Exercise directions: Retype the records below from their first line through the line holding "Note: point to every instance of the sunset", including both ends and no pictures.

Material to process:
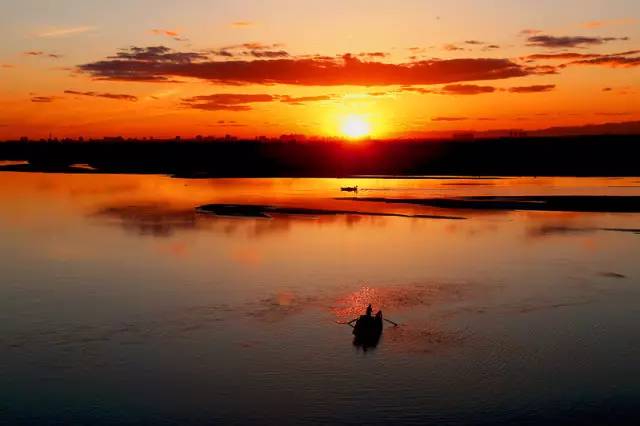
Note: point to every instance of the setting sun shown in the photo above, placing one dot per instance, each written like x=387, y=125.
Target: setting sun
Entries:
x=355, y=126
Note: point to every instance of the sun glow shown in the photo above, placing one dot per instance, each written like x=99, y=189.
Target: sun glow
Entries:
x=355, y=126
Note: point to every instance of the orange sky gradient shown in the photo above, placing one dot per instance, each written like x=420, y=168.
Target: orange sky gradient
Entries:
x=374, y=68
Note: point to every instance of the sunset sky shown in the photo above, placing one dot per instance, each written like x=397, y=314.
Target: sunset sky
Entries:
x=329, y=68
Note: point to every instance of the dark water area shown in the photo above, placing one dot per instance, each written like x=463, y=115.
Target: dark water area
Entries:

Response for this exercise:
Note: point to every instance of the setting sun shown in the photo above, placing one dot per instance, each written like x=387, y=125.
Target: setting sun
Entries:
x=355, y=126
Note: point to every instance of the sun glow shown in the photo above, placing one dot per instance, each written like x=99, y=189.
Target: sun glow
Entries:
x=355, y=126
Note: point to every instance of the orange sky gradient shown in the photo above, placing one dot per instance, each written like x=420, y=168.
Target: orange sky gradient
Entries:
x=374, y=68
Note: point to every instance of the sunset sky shown in the photo above, placing one dot per instance, each written like x=397, y=314.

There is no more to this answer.